**ACTIVITY**
Every record below should be printed again exactly, with its pictures removed.

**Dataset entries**

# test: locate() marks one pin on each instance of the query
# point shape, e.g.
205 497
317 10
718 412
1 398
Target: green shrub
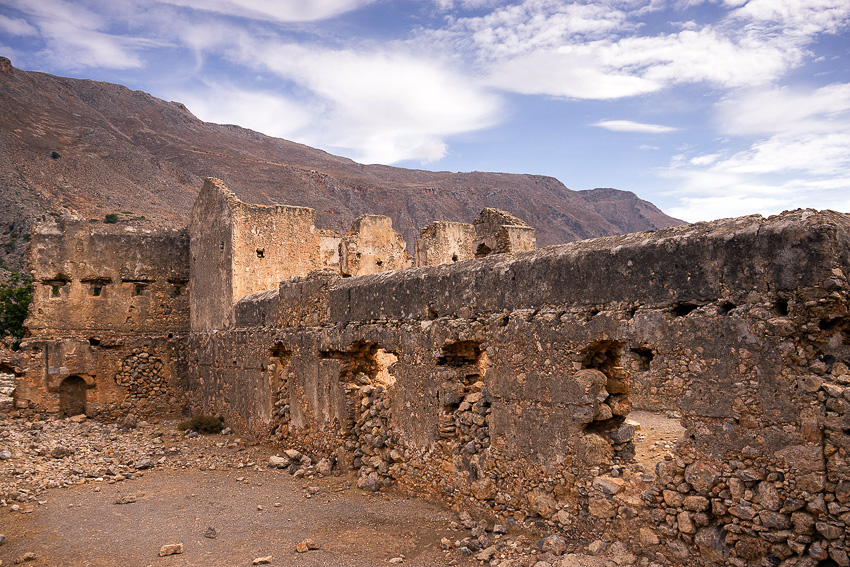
203 424
15 297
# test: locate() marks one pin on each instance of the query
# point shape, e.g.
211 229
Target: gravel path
61 481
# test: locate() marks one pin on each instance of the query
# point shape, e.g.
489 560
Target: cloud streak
636 127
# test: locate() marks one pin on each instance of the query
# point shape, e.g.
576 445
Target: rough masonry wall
211 271
445 242
109 379
271 244
504 386
100 280
109 309
372 246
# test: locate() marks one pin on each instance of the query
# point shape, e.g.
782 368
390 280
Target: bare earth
255 511
82 526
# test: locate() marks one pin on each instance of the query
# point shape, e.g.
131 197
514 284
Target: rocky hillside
93 149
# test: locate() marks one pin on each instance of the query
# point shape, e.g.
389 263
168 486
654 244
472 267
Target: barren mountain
93 148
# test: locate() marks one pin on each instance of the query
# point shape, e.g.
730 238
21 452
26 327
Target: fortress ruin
493 376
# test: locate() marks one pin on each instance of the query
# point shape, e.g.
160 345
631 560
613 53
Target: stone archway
72 396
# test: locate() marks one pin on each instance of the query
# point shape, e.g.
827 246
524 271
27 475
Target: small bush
15 297
203 424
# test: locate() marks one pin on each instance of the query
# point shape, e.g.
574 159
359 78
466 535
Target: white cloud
75 37
802 157
280 11
596 50
269 113
787 110
629 126
372 105
16 26
570 73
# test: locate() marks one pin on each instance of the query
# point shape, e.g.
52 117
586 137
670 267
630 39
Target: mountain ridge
92 148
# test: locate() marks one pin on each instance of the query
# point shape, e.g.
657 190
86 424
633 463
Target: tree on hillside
15 297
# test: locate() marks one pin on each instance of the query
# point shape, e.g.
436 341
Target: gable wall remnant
444 242
504 384
371 247
96 279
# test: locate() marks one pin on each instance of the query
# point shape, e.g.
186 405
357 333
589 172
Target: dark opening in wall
482 250
834 323
644 357
683 309
138 287
96 285
56 284
461 353
72 396
178 286
602 355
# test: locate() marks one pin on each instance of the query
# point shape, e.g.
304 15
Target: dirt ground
82 526
255 511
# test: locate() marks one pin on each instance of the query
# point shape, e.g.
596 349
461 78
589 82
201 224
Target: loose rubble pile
38 454
371 439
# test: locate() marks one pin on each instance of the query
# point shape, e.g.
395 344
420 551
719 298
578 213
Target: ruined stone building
492 376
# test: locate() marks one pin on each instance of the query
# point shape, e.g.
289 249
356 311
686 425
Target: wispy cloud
285 11
380 105
16 26
637 127
804 152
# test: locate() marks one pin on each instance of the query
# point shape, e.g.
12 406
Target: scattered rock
28 556
306 545
324 467
171 549
608 485
487 554
59 452
278 462
554 544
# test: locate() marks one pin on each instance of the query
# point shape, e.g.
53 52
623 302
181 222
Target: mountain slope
93 148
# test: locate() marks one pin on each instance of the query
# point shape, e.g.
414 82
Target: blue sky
709 109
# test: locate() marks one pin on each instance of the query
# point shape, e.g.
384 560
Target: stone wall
371 247
504 385
107 378
101 280
110 307
492 232
444 242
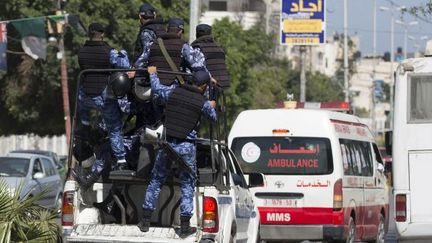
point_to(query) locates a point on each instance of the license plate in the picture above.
(282, 202)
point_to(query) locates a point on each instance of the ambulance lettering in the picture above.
(280, 217)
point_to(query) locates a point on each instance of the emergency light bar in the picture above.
(331, 105)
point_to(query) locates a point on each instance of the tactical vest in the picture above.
(182, 113)
(94, 55)
(215, 59)
(155, 25)
(173, 45)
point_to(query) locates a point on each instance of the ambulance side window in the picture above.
(377, 154)
(366, 158)
(235, 170)
(356, 157)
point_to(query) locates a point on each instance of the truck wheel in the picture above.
(351, 231)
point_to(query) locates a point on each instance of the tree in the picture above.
(22, 220)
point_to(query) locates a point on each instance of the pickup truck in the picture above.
(224, 210)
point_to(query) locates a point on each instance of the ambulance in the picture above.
(323, 173)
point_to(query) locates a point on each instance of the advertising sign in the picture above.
(302, 22)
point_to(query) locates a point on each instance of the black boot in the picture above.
(122, 166)
(85, 181)
(185, 228)
(144, 223)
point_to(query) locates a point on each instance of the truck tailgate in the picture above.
(126, 233)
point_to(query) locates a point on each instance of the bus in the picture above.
(323, 174)
(410, 144)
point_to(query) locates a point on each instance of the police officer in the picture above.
(94, 92)
(182, 54)
(214, 54)
(97, 154)
(151, 27)
(183, 110)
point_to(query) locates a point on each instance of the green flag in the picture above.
(33, 36)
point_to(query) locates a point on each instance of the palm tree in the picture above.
(23, 220)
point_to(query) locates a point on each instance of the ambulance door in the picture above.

**RESULT OF THIS TASK**
# test: locate() marks one pin on each instance of the query
# point shape, e.g.
205 497
317 10
718 412
1 398
Target: green shrub
203 424
15 297
# test: locate() marks one pin on each instance of the query
# point shape, e.g.
211 229
Target: gravel path
61 481
# test: locate() marks one pin on each instance of the query
# point shape, e.g.
489 560
Target: cloud streak
636 127
# test: locate() marks one pin on each instance of the query
# point shape, e.g.
576 445
Target: rough masonry wall
211 271
445 242
109 379
271 244
504 386
100 280
109 309
372 246
# test: locate() marks one pin on each instance of the query
# point shape, e.g.
782 368
390 280
Target: bare earth
255 511
82 526
# test: locate() marks one pin on each instance of the query
# point shape, e.g.
131 197
514 284
Target: rocky hillside
93 149
# test: locate() marks one pin on each instance of the query
# point shape, e.g.
389 263
168 486
654 244
472 267
Target: barren mountain
93 148
# test: locate() marks one pin on each instance of the query
# point shape, e.g.
730 238
21 452
26 327
Target: fortress ruin
493 376
# test: locate() marks one pin on each instance of the query
# point shape, e.g.
160 345
631 560
613 53
Target: stone archway
72 396
# test: locate() marks one pin on each instance of the query
# point shape, e.g.
827 246
524 271
27 475
Target: small bush
15 297
203 424
# test: locate() marks one pin on each instance of the query
# point shape, e.g.
574 159
359 78
466 535
Target: white cloud
75 37
802 157
280 11
596 50
269 113
787 110
629 126
372 105
16 26
570 73
# test: locate() marks one pin on each instance of the query
# point shape, e.g.
52 117
586 137
670 267
630 39
Target: mountain ridge
92 148
# test: locate() marks one pin on each instance of the query
# point shape, e.g.
657 190
86 424
633 463
Target: tree on hillside
15 297
# test: locate() marks one pin on each instance of the query
# point shape, e.g.
436 341
Target: gable wall remnant
444 242
504 384
371 247
96 279
# test: locate() marks one pin on each instance of the query
# point shape, e.g.
186 405
357 333
589 172
Target: dark opening in wall
482 250
834 323
644 357
683 309
138 287
96 285
56 284
461 353
72 396
178 286
602 355
# test: locate() marks one pin on each instance of the query
# point shape, e.g.
304 15
Target: dirt ground
82 526
255 511
# test: locate() marks one pin on each instance of the query
# point shape, e.g.
596 349
461 78
589 82
201 224
Target: loose rubble pile
38 454
371 439
# test: locate() marks one pin on each instance of the query
# point shape, e.g.
395 344
420 551
719 298
578 213
Target: ruined stone building
492 376
# test: locate() marks one pin on each instance of the query
# point shape, e.g.
289 249
356 311
686 425
Target: wispy cloud
285 11
380 105
16 26
637 127
804 152
# test: locate() marks one pin on each instance of the query
# point shape, e.g.
12 406
Target: scattered rock
28 556
306 545
324 467
171 549
608 485
487 554
59 452
278 462
554 544
# test: locate() marks one pin on each instance of the query
# point shape, e.g.
53 52
623 302
181 222
Target: mountain slope
93 148
# test: locate() marks one pin on each instance of the query
# point shape, e.g.
414 82
Target: blue sky
709 109
# test: locate() marks one pin on each instance of the query
# point shape, e.g.
384 560
Target: stone wall
371 247
504 385
107 378
101 280
110 307
492 232
444 242
point_to(query) locates a point on each instance of the license plate in the picture above.
(282, 202)
point_to(query) locates a point on each instance of the ambulance lettering in the picture above.
(280, 217)
point_to(query) locates a point on each instance of the emergency light bar in the picture above.
(331, 105)
point_to(query) locates a point on each instance of the tactical vest in the picture above.
(182, 113)
(94, 55)
(215, 59)
(155, 25)
(173, 45)
point_to(query) locates a point on each instance of the ambulance side window in the picture above.
(377, 154)
(366, 158)
(235, 170)
(356, 157)
point_to(query) locates a point on each instance of the truck wheel in the picture above.
(351, 231)
point_to(query) locates a point on each instance of the tree in the picture above.
(22, 220)
point_to(query) locates a point on each instance of the pickup truck in the picture above.
(224, 210)
point_to(query) locates a point on each instance of the ambulance in the picture above.
(323, 173)
point_to(query) locates a point on each instance of the advertising sign in the picture above.
(302, 22)
point_to(query) locates a point on each instance of the black boot in the picture above.
(122, 166)
(85, 181)
(185, 228)
(144, 223)
point_to(query) locates a point on each instance of the truck tailgate in the picture above.
(126, 233)
point_to(query) locates a point on each instance of the bus in the picture above.
(323, 174)
(410, 144)
point_to(query) locates a point on each instance of the police officer in the picture above.
(94, 92)
(182, 54)
(214, 54)
(97, 154)
(151, 27)
(183, 110)
point_to(query) locates a point on each instance of the green flag in the picture above.
(33, 36)
point_to(query) locates a point on each instance of the palm tree in the picture above.
(23, 220)
point_to(query) locates a point on each instance of the ambulance door in the picture above.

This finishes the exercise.